The HB-F9P was a Sony MSX2-computer, launched in 1985. The abbreviation HB stands for Hit Bit.

The HB-F9P was unusual in the sense that it did not come with a built in floppy disk drive, instead it had a built in software suite "Memovision" that would run automatically unless a program cartridge was inserted in the cartridge slot or the GRAPH key was pressed during booting. Memovision could store data on the special HBI-55 (battery backed RAM) "data cartridge"  that Sony originally had developed, for their HB-55 and HB-75 MSX1 computers. These systems contained a simple built in program called the "Personal Databank".  Memovision was a continuation of the same idea, but much extended, as it contained stuff like a (birthday) calendar with alarm system, a "family databank"  (a combination of a text editor and database) a built in calculator and a timer and time calculator, all rendered in pseudo 3D style.

Variants 
Of the HB-F9 there were many different localized variants produced:
HB-F9P, with QWERTY-keyboard layout was designed for the PAL-standard, and meant for European countries, except Germany, France, Spain and the former Soviet Union.

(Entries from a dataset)
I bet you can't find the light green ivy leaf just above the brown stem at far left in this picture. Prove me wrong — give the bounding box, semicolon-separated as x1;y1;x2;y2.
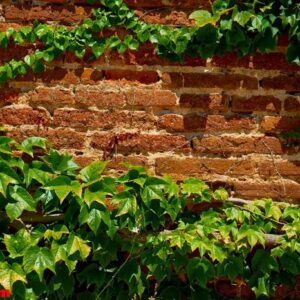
5;186;36;221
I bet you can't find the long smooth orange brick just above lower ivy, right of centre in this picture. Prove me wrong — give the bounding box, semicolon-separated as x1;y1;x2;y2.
155;157;255;178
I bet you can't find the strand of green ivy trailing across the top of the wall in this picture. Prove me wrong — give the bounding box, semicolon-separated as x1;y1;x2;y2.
0;0;300;83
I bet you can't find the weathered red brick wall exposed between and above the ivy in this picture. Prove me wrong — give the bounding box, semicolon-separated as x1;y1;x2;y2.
0;0;300;202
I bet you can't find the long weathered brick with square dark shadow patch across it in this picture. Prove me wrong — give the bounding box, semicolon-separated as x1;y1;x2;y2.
159;114;256;132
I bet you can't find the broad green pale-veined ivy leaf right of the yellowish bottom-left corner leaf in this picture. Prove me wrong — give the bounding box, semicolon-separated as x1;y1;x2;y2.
23;246;55;281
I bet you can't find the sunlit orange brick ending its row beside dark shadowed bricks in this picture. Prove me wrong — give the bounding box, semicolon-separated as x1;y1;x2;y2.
126;89;177;107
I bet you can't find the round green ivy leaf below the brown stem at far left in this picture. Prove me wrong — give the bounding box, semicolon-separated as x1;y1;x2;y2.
4;229;34;258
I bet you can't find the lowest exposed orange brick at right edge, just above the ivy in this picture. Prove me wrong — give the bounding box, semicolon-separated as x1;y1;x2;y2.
233;180;300;203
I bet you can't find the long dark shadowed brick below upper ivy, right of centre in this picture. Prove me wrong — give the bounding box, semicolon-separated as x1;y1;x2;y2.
162;73;258;90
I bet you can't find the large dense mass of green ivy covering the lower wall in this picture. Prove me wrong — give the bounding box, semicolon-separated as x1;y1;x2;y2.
0;137;300;299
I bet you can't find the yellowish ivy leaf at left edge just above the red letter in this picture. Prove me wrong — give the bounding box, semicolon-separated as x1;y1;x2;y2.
0;262;27;291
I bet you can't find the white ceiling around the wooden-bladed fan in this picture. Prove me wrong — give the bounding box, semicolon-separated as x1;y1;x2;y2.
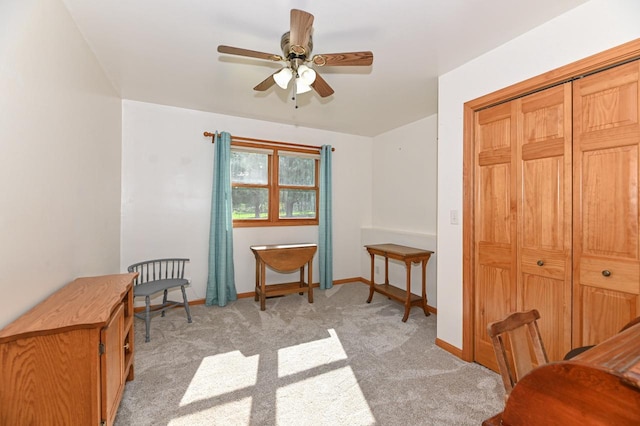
63;0;586;136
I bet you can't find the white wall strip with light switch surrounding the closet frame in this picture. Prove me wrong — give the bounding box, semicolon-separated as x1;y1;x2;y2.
437;0;640;348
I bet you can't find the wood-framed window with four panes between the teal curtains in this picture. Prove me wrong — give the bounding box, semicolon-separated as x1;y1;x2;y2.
231;142;320;226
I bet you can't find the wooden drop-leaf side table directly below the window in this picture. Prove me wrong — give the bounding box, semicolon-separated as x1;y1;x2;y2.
250;244;318;311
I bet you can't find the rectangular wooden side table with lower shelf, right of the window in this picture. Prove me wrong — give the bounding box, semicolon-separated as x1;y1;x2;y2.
365;244;433;322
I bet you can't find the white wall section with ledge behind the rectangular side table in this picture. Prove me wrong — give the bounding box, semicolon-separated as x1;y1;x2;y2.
361;115;438;307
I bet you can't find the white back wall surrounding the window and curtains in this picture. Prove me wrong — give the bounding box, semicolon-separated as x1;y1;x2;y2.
121;100;372;300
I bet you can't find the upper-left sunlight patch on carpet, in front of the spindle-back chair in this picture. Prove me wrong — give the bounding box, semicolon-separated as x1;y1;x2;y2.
180;351;260;407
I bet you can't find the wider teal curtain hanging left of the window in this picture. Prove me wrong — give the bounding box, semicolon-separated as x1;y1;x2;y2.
205;132;238;306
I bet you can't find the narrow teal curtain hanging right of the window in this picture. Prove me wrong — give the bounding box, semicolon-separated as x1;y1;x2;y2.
318;145;333;289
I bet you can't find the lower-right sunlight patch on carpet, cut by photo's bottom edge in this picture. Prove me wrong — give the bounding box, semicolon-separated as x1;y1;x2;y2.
276;367;375;426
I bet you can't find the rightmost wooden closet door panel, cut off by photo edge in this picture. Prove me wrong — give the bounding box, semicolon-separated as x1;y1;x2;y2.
573;61;640;346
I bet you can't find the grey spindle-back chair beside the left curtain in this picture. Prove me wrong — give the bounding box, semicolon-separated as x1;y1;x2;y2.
127;258;191;342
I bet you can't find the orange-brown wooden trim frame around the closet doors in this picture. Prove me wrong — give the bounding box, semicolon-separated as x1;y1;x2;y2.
461;39;640;361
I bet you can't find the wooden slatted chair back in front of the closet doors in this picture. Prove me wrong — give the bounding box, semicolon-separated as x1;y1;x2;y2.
487;309;549;401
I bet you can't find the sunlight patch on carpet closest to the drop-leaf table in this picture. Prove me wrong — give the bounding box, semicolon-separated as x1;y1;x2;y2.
278;328;347;377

● **Work instruction**:
According to the text about the Sony HB-F9P, what does the abbreviation HB stand for?

● **Response to the task**:
Hit Bit